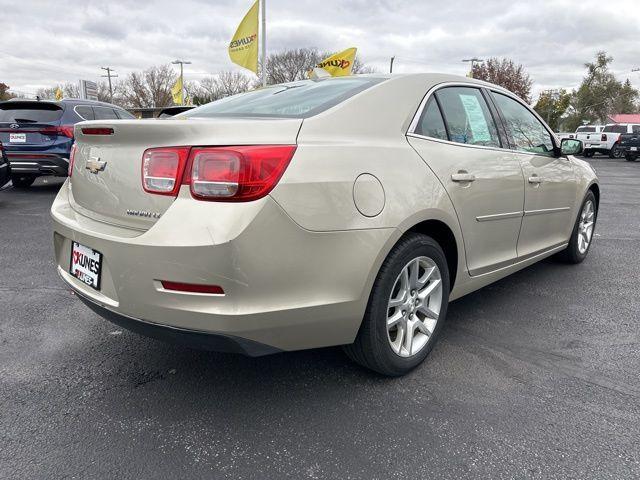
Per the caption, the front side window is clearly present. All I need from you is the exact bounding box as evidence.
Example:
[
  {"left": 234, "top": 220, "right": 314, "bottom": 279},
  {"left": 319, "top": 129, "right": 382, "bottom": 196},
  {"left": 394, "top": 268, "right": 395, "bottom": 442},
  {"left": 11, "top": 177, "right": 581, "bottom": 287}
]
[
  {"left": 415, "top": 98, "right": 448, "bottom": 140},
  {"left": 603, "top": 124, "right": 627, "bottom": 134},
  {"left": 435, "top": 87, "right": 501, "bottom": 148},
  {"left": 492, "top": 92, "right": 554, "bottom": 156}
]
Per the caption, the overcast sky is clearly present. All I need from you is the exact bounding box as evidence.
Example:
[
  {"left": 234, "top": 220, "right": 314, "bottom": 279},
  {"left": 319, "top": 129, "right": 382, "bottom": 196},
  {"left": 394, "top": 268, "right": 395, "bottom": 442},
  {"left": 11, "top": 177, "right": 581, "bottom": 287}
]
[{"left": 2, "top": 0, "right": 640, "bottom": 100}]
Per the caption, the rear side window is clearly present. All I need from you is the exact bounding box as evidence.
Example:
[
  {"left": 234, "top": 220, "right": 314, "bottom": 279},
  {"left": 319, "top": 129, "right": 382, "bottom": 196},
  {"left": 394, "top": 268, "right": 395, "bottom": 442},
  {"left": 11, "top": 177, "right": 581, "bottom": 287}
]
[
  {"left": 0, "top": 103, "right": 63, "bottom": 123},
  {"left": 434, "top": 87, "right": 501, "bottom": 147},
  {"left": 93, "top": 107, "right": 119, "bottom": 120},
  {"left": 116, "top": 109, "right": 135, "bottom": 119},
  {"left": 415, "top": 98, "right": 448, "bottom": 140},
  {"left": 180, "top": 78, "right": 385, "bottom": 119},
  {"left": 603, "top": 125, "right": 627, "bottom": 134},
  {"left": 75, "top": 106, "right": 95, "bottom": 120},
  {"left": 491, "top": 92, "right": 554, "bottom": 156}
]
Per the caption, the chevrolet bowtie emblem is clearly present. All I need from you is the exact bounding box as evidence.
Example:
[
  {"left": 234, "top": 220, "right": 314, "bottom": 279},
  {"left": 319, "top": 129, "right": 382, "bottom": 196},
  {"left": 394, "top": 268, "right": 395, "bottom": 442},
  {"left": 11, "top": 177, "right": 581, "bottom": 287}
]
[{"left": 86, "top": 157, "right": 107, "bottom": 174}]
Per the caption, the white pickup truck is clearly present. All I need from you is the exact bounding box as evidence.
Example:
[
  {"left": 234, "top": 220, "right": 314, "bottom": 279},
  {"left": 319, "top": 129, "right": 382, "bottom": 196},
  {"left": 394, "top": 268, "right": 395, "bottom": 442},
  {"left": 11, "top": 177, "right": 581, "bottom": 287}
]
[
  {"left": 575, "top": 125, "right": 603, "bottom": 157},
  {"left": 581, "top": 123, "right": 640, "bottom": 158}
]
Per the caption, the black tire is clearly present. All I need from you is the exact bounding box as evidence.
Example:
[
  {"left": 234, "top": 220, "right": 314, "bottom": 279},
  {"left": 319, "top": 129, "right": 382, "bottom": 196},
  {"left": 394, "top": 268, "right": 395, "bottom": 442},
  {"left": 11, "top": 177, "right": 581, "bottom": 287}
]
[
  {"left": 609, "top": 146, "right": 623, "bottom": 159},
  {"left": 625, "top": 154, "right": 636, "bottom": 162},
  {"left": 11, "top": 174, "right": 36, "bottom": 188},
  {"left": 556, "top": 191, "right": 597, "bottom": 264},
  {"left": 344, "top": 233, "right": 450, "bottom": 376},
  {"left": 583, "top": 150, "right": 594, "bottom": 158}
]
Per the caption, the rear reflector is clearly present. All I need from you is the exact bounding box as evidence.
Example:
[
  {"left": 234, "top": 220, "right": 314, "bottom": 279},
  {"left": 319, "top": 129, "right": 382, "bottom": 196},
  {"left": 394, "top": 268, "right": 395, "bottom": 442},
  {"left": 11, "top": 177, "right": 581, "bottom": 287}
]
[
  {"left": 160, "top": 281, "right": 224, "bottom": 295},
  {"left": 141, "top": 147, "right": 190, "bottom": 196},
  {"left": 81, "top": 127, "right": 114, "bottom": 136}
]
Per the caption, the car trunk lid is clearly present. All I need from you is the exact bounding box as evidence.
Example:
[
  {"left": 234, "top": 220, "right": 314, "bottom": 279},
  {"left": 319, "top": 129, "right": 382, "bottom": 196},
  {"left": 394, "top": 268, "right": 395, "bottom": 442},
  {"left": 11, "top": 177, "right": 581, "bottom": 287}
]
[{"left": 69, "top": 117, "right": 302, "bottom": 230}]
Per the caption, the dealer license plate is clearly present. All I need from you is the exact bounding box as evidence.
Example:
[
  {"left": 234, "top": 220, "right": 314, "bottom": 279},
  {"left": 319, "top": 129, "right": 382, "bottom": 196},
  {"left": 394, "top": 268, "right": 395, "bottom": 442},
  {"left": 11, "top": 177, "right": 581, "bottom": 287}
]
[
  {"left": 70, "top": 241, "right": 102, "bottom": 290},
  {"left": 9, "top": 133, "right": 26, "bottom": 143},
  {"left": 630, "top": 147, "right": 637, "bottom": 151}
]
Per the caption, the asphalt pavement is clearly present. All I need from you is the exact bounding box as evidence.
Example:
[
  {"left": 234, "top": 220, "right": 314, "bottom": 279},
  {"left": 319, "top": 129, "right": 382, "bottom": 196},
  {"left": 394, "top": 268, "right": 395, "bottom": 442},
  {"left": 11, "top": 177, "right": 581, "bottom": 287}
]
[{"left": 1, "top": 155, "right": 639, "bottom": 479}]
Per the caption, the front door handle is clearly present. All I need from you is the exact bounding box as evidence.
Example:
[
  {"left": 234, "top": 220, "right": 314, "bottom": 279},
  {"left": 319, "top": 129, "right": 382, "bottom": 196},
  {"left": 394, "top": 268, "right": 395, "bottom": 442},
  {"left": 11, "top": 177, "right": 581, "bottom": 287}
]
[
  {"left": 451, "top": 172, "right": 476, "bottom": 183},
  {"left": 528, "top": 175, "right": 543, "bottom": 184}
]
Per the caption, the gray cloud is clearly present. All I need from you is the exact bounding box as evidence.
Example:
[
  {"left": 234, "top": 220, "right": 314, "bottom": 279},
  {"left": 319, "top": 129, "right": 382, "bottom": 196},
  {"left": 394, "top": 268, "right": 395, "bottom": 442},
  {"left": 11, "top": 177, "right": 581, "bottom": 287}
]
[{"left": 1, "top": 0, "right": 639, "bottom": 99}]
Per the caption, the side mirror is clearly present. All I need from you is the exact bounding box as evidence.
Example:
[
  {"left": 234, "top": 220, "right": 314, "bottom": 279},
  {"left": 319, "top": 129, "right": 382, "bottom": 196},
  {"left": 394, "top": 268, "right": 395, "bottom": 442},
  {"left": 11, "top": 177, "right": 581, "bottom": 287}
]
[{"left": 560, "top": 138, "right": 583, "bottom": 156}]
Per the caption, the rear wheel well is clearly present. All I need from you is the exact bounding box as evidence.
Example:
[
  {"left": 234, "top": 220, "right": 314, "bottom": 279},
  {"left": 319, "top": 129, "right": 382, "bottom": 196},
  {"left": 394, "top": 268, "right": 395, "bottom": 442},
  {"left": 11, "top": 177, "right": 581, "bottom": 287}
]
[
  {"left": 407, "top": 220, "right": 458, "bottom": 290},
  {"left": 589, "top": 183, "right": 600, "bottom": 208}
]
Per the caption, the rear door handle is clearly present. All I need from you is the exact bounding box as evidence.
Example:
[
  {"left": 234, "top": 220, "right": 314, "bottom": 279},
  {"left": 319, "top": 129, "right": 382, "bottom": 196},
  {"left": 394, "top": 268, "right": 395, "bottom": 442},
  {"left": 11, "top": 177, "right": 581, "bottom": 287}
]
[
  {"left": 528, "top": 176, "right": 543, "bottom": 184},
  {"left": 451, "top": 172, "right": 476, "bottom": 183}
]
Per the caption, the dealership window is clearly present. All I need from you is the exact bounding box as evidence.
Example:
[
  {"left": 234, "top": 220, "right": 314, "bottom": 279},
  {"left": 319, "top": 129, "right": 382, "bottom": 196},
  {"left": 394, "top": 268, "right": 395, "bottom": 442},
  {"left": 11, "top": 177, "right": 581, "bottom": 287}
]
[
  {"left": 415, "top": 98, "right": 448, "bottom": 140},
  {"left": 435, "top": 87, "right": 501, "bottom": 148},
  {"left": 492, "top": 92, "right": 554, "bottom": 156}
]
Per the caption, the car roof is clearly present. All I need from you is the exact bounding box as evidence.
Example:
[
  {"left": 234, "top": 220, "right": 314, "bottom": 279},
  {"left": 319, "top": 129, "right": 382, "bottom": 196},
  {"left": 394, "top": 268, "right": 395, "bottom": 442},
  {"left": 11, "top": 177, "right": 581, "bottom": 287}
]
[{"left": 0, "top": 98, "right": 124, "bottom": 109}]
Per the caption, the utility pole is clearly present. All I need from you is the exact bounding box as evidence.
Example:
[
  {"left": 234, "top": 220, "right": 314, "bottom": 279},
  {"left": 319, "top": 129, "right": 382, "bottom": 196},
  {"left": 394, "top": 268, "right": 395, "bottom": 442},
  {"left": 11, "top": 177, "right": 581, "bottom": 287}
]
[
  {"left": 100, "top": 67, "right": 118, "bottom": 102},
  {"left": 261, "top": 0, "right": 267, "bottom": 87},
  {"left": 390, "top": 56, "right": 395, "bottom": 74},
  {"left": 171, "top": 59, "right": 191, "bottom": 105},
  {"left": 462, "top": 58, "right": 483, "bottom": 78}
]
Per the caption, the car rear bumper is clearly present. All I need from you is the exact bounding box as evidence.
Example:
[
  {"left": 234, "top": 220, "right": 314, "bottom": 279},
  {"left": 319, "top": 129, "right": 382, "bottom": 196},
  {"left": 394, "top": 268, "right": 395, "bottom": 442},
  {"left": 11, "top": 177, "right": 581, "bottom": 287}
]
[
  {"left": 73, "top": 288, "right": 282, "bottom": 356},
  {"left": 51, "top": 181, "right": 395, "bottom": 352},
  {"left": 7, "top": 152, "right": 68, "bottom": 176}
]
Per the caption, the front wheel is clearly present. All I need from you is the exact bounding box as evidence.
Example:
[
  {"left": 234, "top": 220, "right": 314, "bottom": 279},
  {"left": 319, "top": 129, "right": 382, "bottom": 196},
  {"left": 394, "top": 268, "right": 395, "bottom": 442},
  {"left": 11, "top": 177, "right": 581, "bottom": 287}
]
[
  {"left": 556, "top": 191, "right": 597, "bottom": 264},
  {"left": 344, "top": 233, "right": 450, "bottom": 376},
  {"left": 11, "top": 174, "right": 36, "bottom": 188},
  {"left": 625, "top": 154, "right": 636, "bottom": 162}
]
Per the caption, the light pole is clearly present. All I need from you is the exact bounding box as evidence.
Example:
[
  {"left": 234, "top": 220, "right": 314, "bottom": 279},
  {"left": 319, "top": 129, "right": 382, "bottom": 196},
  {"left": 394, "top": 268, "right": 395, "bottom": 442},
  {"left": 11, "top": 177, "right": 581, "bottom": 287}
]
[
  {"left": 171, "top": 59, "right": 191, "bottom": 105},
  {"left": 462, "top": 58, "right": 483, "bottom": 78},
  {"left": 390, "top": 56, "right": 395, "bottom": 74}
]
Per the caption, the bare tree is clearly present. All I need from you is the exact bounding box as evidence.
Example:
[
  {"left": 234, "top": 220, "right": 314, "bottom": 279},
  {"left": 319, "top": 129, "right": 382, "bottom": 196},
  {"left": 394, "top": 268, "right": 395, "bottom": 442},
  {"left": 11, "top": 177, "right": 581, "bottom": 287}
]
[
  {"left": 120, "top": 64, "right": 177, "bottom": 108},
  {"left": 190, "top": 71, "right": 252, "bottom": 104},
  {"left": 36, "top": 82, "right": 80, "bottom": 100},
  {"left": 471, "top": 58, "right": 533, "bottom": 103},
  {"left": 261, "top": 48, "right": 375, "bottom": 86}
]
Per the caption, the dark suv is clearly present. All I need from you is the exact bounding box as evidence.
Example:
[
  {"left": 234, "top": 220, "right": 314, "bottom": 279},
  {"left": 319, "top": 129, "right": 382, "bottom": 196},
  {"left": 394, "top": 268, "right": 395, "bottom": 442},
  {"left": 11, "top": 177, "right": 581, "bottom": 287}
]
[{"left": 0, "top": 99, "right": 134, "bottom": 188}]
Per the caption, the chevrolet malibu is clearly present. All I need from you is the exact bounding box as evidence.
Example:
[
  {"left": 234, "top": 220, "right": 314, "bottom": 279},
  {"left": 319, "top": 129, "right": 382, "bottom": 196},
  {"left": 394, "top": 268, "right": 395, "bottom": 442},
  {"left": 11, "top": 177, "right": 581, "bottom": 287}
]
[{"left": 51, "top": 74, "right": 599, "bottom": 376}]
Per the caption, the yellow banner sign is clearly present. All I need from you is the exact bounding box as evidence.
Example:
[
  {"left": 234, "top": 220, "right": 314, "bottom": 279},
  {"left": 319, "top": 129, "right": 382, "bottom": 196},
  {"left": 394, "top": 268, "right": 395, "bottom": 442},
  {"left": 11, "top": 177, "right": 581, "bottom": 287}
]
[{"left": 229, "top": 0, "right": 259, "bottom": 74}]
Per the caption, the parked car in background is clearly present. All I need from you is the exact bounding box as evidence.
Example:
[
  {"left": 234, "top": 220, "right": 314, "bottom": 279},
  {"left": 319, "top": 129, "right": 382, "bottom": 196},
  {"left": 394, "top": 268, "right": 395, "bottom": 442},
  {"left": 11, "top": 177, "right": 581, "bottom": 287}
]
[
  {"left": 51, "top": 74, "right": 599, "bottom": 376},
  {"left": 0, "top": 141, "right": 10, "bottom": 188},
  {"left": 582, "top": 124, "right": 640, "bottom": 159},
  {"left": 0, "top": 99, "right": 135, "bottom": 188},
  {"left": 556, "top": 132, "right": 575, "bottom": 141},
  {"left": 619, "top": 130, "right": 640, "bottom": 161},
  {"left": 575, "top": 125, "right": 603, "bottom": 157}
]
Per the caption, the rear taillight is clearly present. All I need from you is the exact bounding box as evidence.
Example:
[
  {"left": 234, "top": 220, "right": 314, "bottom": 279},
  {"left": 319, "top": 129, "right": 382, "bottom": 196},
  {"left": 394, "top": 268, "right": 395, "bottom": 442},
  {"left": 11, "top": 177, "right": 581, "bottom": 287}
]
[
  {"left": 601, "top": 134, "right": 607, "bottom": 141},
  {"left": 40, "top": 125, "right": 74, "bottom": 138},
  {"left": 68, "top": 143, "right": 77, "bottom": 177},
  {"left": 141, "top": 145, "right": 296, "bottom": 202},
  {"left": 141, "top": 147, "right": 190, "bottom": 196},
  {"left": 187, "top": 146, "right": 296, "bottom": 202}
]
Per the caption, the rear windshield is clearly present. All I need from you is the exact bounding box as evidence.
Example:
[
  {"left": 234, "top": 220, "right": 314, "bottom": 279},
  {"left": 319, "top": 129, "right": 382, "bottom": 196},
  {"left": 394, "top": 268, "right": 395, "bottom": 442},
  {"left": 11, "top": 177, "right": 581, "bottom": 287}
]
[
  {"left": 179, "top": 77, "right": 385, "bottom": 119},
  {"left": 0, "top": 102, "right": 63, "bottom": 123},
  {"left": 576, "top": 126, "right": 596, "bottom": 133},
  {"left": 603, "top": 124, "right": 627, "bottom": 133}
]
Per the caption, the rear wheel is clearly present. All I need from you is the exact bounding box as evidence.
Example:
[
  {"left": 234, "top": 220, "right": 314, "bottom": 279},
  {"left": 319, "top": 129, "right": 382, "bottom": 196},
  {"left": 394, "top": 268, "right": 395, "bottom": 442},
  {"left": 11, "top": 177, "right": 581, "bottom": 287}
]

Task brief: Lines with "handle": state how many there are in the records, and nothing more.

Written solution: 2